### Required actions
1. Using the content quality editor description, decide whether each statement below agrees with it: (a) the skill is meant to be a copy polish pass, (b) "Review-only" is one of the possible decisions on a draft, (c) a weak draft may pass when it sounds polished. Answer each with yes or no and quote the deciding words.
2. Answer these questions from the content quality editor description:
(a) What name is given for the skill?
(b) What kind of content is the skill a quality-control gate for?
(c) Which decision on a draft is listed first?
3. Write the next part of the content quality editor description, continuing after its last sentence.

### Text provided

----------------------------------------

| name | content-quality-editor |
| description | Use when reviewing, revising, testing, or gating public content drafts, LinkedIn posts, marketing copy, content-agent output, `/linkedin-content` behavior, prompt-fidelity reviews, publish readiness, or documentary build-in-public drafts for evidence, specificity, repetition, safety, grounded claims, realistic voice, and repairability. |
Content Quality Editor
Use this skill to prevent weak public content from reaching the user or publishing gate.
This skill is not a copy polish pass.
It is a quality-control gate for public-facing Job Search OS content.
The editor’s job is to decide whether a draft is:
- Ready to publish
- Repairable with available evidence
- Review-only
- Rejected
A weak draft should not pass because it sounds polished.
A strong draft should not be blocked if the evidence exists and the repair is obvious.

----------------------------------------

### Collected material
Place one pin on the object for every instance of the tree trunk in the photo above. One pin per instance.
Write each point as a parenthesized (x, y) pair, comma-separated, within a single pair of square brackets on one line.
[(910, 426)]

----------------------------------------

### Responses
1.
(a) No: "This skill is not a copy polish pass."
(b) Yes: "Review-only"
(c) No: "A weak draft should not pass because it sounds polished."

2.
(a) content-quality-editor
(b) Public-facing Job Search OS content
(c) Ready to publish

3.
Core Standard
Every public draft must be:
- faithful to the user’s prompt
- grounded in a real evidence anchor
- specific about the artifact, workflow, screen, chart, agent run, decision, or implementation detail
- safe for public sharing
- useful to a reader who does not know the app
- written in a realistic senior-builder voice
- free of repeated hooks, stale phrasing, and generic AI/product filler
The editor should prefer concrete repair over vague criticism.
Review Steps
1. Check prompt fidelity
Compare the draft to the user’s exact prompt.
The main angle must answer the assignment, not merely mention a recent plan, stale build-log item, or generic Job Search OS theme.
Ask:
- What did the user ask for?
- What is the draft actually about?
- Does the hook match the assignment?
- Does the first third make the requested topic clear?
Fail if:
- the draft swaps in a different topic
- the post uses a familiar reusable angle instead of the requested one
- the requested screen, workflow, chart, artifact, or decision is only mentioned in passing
2. Identify the evidence anchor
Find the specific evidence anchor used in the public body.
Valid anchors include:
- product screen
- screenshot
- chart
- analytics fact
- plan source
- implementation note
- documented decision
- agent run
- test result
- before/after workflow
- UX failure
- system behavior
- grounded architectural constraint
The evidence must appear in the body of the draft, not only in metadata, source notes, or agent-review commentary.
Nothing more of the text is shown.